SET EXERCISE:
Rewrite every line of the rows below as a JSON array of strings, one string per line, with blank lines omitted. Leave the pictures out.

Rows from a pointing dataset:

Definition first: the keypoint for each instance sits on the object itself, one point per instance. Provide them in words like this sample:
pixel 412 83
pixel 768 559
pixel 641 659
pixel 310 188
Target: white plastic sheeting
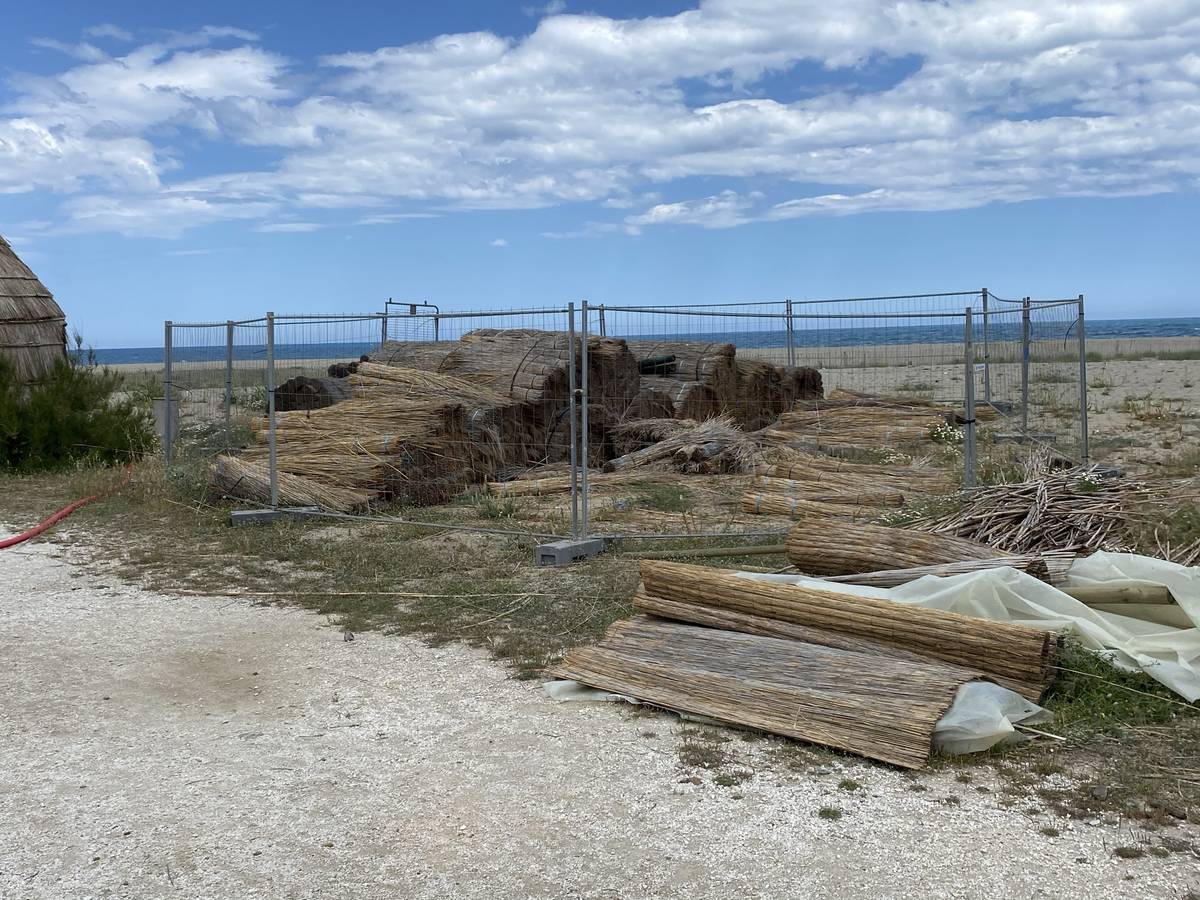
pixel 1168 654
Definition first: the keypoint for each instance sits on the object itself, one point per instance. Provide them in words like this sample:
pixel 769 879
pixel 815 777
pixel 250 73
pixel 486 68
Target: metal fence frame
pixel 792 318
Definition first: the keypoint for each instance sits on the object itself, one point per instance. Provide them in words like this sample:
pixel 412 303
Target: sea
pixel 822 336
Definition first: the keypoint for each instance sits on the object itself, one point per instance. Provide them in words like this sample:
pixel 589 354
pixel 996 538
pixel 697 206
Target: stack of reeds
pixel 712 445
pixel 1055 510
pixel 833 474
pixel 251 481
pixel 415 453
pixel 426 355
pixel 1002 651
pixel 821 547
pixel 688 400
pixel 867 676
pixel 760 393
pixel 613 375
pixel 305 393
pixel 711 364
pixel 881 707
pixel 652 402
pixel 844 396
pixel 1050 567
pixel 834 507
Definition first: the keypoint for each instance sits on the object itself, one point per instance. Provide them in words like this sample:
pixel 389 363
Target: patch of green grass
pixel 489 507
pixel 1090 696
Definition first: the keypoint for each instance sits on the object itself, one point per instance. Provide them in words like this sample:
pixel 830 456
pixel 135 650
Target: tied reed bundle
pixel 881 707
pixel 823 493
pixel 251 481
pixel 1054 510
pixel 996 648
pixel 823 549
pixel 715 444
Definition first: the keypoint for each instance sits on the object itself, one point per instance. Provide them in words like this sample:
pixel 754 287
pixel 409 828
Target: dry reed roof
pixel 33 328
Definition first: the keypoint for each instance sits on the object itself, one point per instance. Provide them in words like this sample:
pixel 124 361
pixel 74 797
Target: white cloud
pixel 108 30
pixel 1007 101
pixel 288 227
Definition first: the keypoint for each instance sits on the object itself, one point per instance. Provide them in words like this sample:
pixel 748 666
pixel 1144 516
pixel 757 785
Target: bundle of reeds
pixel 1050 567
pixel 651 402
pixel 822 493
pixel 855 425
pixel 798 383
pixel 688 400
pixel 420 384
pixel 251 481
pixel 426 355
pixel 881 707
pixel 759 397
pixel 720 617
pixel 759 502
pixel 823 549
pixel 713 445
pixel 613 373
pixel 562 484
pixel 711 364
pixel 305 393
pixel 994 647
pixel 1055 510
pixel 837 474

WRITTEN ANSWER:
[
  "Definition first: the keypoint for each instance sits on the object itself, one point per instance. Provide them in words like this sample:",
  "pixel 412 83",
  "pixel 768 559",
  "pixel 641 659",
  "pixel 310 188",
  "Target: white plastic sheeting",
  "pixel 1168 654",
  "Definition first: the keypoint for each instance sits on the object itself, one point per instance. Provide them in words like this sample:",
  "pixel 769 879",
  "pixel 815 777",
  "pixel 250 73",
  "pixel 486 68",
  "Target: metal fence frame",
  "pixel 792 318",
  "Definition first: the keypoint for each instance sits on the object itself, one point per instance. Provide them in words like this sample:",
  "pixel 412 303",
  "Target: sea",
  "pixel 822 336",
  "Definition first: the keypoint for each instance sits on the object itself, one point per instance. Provide them in words like this sample:",
  "pixel 589 354",
  "pixel 996 538",
  "pixel 697 206",
  "Target: stack of reeds",
  "pixel 712 445",
  "pixel 1055 510",
  "pixel 833 474",
  "pixel 251 481",
  "pixel 415 453",
  "pixel 426 355",
  "pixel 1002 651",
  "pixel 821 547",
  "pixel 688 400",
  "pixel 867 676",
  "pixel 760 393",
  "pixel 613 375",
  "pixel 305 393",
  "pixel 711 364",
  "pixel 881 707",
  "pixel 652 402",
  "pixel 844 396",
  "pixel 1050 567",
  "pixel 834 507",
  "Definition first: the keypoint for each instance sits on the object itself, one point per instance. Provide them in words like this sample:",
  "pixel 389 363",
  "Target: patch of green grass",
  "pixel 489 507",
  "pixel 1090 696",
  "Definition first: the keypoint for each instance sits on the object itself, one point per instance. Provide them in words like this sample:",
  "pixel 830 456",
  "pixel 135 650",
  "Target: tied reed bundle",
  "pixel 881 707",
  "pixel 823 493",
  "pixel 251 481",
  "pixel 1054 510",
  "pixel 996 648",
  "pixel 823 549",
  "pixel 715 444",
  "Definition first: the keypoint for each instance sits on the object itself, one point per instance. Provide them in words like this sample:",
  "pixel 754 287",
  "pixel 409 828",
  "Target: dry reed roof",
  "pixel 33 328",
  "Definition first: the keypoint for each instance sits on the object itself, one point per instance. Provide them in words like this sample:",
  "pixel 124 361",
  "pixel 74 797",
  "Target: white cloud",
  "pixel 108 30",
  "pixel 1007 101",
  "pixel 288 227",
  "Definition first: the keypoint for each instance sits on the object itself, one point per instance. Provide them in words like this sample:",
  "pixel 748 666",
  "pixel 1144 516",
  "pixel 757 785",
  "Target: bundle of reeds",
  "pixel 1050 567",
  "pixel 651 402",
  "pixel 822 493",
  "pixel 855 425",
  "pixel 798 383",
  "pixel 688 400",
  "pixel 420 384",
  "pixel 251 481",
  "pixel 426 355",
  "pixel 881 707",
  "pixel 759 397",
  "pixel 720 617",
  "pixel 759 502",
  "pixel 823 549",
  "pixel 713 445",
  "pixel 613 373",
  "pixel 562 484",
  "pixel 711 364",
  "pixel 305 393",
  "pixel 994 647",
  "pixel 1055 510",
  "pixel 837 474"
]